| What to produce |
The expected output is exactly the lines below, starting at the line with "Where can the floodlight" and ending at the line with "Where can the man in green", both included; no other line belongs in it.

| Data to use |

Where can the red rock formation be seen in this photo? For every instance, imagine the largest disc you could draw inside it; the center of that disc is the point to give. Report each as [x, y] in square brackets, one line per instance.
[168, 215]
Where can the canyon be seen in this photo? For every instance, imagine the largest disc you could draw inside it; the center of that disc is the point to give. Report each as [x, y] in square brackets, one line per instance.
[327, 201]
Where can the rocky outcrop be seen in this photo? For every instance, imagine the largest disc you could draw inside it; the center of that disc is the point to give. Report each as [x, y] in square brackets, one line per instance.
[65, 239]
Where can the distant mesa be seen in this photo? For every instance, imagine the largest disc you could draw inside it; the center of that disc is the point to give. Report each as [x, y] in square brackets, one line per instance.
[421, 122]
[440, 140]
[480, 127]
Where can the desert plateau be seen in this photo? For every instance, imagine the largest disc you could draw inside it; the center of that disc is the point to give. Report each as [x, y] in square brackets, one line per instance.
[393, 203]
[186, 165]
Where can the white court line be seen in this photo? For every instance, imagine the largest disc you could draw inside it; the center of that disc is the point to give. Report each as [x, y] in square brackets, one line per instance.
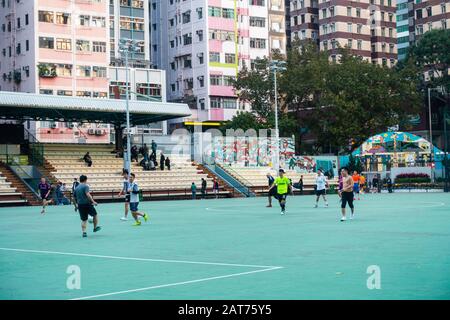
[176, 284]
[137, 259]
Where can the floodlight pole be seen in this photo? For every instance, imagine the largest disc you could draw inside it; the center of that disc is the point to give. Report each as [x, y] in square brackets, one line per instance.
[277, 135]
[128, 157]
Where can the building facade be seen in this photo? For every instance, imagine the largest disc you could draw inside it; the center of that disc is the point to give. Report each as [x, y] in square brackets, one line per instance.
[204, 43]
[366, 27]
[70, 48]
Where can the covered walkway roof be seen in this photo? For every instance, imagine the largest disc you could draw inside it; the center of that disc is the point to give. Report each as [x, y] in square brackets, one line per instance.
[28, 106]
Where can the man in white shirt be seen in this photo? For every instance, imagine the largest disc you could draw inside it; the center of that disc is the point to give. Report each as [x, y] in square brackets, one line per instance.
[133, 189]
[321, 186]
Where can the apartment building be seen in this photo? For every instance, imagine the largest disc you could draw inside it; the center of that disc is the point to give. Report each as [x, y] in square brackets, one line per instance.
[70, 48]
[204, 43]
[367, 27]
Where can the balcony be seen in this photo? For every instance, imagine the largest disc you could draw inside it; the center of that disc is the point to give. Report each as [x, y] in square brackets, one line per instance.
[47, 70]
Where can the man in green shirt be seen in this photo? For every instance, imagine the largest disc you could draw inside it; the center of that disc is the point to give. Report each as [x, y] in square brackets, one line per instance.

--

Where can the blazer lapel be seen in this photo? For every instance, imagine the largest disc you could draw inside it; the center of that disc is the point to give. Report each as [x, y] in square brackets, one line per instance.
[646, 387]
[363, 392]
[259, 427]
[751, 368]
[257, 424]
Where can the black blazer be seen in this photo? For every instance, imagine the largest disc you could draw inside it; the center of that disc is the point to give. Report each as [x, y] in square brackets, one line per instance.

| Problem solution |
Where can the floodlight pole be seen in this photo? For every instance, imagine the largest disc you could draw inside it; the center of that disc is the point to give. Report each as [x, y] in square brackets, one line per instance.
[277, 135]
[128, 157]
Where can the building facade be seen in this photo? For every instance, imagine the largest disc you could draw inside it; the center of that disc is the point to give. Report each as [x, y] in square brackets, one line per instance.
[204, 43]
[366, 27]
[70, 48]
Where can the covered walkway roof be seen in this photo? For every instance, imagine the largest disc you could draw inside it; the center of that disc is the point to give. Report each as [x, y] in square brackets, one line per instance.
[28, 106]
Where can the man in white shirt be seen in this photo? For every instance, imagine the largest disc you could draw inside it; the center of that disc is the point to give. Report each as [x, y] in square brackets, one line per instance.
[133, 189]
[321, 186]
Where can the apartment building be seen in this photo? For every instance, imagine the largest disc you could draw inside it; the center of that disc is the point to give. Report each as [x, y] in square brackets, one line per instance.
[70, 48]
[204, 43]
[367, 27]
Where can the balcony be seen in this photo? For every instance, imagine the largest disc you could draw inside it; the center of that disc is the point to give. Report each as [x, y] in square brackets, one line per instance.
[47, 70]
Where can the man in green shirt be seen in this photo? For every instance, imagine the largest disc you could draw inside it; the center of that disc is the point to give. Report each as [x, y] in square brackets, one line per instance.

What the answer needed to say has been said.